---------- Page excerpt
But the question as to the forfeiture of the vessel, is governed by the second section. That provides, “that if the master, owner, or consignee of any ship or vessel shall, knowingly, take on board any timber cut on lands, which shall have been reserved or purchased as aforesaid,” &c; “or shall take, on board any live oak or red cedar timber cut on any other lands of the United States, with intent to transport the same, the ship or vessel on board of which the same shall be taken or seized, shall, with her tackle, apparel, &c, be forfeited to the United States,” &c. Now, the question here arises, whether the vessel incurs a forfeiture under the above provision, by transporting, &c, any timber not taken from lands reserved for naval purposes, or if taken from other lands of the United States, not so reserved, which is not “live oak or red cedar.” The words of the section are so explicit, that there would seem to be no doubt of their meaning. The first part of the provision undoubtedly applies to lands reserved, and it is equally clear that the second part embraces lands not reserved. A forfeiture is incurred if the vessel take on board any timber cut on the lands reserved; but to incur a forfeiture, under the second provision, for taking timber from lands not reserved for naval purposes, it must be “live oak or red cedar.”
--------------------
---------- Data entries
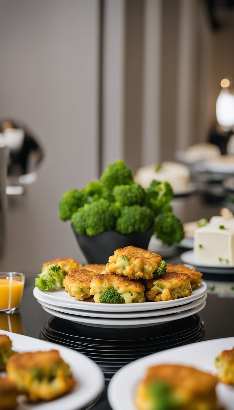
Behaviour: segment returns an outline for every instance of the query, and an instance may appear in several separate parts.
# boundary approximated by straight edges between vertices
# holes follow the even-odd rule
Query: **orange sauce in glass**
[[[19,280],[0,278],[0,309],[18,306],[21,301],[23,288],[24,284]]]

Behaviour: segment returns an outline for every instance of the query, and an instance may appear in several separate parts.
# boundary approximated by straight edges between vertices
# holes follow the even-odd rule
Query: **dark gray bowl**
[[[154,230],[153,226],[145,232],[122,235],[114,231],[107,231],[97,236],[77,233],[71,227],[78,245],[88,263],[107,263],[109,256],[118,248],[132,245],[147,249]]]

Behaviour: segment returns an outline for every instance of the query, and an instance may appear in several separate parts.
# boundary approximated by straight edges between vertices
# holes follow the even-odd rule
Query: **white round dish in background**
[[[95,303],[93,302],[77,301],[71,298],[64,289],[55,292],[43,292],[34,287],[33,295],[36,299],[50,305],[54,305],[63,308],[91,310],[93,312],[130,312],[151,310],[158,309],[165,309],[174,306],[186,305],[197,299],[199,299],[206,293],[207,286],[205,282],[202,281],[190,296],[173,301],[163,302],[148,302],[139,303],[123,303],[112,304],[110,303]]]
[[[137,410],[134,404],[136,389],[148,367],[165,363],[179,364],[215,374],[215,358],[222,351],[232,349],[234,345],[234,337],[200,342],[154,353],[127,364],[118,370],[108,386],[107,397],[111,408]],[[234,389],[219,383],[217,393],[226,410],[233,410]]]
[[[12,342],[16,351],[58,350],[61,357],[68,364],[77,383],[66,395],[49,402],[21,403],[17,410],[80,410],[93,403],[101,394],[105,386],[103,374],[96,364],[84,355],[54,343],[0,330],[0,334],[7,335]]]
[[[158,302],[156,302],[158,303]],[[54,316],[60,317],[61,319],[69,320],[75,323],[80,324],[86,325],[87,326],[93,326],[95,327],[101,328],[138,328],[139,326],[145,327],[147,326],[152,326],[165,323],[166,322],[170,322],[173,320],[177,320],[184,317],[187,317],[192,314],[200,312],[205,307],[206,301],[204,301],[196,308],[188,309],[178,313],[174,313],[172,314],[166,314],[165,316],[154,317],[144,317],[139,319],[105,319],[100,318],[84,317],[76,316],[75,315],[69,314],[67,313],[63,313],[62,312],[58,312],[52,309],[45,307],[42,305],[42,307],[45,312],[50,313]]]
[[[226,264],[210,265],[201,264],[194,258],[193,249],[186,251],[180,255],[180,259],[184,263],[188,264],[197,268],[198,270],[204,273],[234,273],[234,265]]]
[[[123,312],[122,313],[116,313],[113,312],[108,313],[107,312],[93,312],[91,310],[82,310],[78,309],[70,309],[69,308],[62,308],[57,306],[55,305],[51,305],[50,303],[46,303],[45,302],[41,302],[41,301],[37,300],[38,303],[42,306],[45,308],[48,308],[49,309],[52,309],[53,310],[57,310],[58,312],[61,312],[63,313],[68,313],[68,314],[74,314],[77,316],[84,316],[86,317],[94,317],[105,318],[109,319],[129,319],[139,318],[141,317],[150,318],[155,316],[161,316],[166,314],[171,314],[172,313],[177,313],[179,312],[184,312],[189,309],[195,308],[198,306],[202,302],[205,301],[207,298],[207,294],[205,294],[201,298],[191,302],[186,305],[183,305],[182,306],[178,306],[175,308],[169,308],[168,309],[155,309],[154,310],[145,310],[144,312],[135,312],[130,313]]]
--------------------
---------- Data entries
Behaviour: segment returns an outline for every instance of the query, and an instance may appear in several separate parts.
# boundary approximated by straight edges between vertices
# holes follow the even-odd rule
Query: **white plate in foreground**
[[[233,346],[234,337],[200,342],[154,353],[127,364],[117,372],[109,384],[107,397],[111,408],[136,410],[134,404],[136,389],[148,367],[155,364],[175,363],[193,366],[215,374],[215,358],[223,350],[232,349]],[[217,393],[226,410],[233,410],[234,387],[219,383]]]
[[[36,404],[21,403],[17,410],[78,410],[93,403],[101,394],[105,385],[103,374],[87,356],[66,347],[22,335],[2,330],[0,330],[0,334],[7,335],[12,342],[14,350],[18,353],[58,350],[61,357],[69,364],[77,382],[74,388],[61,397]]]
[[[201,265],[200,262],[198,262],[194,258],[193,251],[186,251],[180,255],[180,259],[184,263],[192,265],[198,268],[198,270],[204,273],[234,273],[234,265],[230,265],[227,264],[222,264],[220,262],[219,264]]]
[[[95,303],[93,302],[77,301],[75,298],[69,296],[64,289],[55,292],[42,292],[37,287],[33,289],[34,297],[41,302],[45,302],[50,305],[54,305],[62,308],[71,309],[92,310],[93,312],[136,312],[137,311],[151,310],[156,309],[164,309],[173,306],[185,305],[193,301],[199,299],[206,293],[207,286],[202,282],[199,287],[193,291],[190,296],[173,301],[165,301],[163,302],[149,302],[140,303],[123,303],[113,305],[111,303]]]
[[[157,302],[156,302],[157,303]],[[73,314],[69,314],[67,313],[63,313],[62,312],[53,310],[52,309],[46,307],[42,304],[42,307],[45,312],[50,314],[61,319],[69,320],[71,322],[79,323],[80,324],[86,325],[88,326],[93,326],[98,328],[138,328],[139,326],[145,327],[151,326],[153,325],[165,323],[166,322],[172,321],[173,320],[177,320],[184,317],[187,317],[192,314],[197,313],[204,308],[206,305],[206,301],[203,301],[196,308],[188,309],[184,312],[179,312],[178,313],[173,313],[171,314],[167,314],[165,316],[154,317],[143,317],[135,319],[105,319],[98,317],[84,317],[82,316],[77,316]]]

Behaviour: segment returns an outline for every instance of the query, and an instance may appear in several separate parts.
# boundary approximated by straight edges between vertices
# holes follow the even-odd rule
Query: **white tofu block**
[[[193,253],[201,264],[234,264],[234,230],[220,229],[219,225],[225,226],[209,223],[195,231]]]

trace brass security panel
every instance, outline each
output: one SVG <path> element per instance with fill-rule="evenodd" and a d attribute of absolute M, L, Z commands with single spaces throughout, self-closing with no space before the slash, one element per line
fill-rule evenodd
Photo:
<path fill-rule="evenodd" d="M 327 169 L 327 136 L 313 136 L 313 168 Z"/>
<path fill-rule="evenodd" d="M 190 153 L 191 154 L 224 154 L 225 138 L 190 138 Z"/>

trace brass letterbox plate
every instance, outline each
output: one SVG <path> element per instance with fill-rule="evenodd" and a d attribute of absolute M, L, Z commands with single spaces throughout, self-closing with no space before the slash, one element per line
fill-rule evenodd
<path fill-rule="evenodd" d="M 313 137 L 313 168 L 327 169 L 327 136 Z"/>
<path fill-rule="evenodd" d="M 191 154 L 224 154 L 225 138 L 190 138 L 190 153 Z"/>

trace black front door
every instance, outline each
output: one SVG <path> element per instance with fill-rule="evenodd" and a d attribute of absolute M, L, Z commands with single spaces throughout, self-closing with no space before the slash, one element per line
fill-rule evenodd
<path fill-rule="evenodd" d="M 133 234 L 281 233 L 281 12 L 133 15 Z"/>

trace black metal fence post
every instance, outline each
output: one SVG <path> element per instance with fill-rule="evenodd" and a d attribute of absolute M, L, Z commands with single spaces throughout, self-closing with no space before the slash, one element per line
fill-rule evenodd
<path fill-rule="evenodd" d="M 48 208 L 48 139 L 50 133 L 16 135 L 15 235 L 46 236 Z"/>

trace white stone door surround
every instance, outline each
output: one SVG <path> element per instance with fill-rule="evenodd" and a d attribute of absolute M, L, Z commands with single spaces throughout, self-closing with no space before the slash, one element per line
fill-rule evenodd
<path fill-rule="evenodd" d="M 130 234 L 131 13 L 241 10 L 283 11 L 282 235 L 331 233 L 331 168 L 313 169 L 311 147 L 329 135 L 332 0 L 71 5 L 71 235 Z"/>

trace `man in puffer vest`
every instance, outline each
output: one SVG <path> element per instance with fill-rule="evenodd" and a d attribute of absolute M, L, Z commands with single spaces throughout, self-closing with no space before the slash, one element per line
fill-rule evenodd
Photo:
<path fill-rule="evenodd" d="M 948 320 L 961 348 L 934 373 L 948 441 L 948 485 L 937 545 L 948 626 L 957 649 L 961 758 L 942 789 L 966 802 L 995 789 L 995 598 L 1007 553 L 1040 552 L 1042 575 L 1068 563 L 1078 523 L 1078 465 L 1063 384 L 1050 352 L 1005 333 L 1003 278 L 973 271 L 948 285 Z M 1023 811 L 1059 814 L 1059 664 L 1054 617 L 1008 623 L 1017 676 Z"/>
--------------------
[What you need to do]: Please list the persons named in the passage on vessel forfeiture whose knowingly taking reserved-land timber on board makes a vessel subject to forfeiture.

[Expected output]: Master, owner, consignee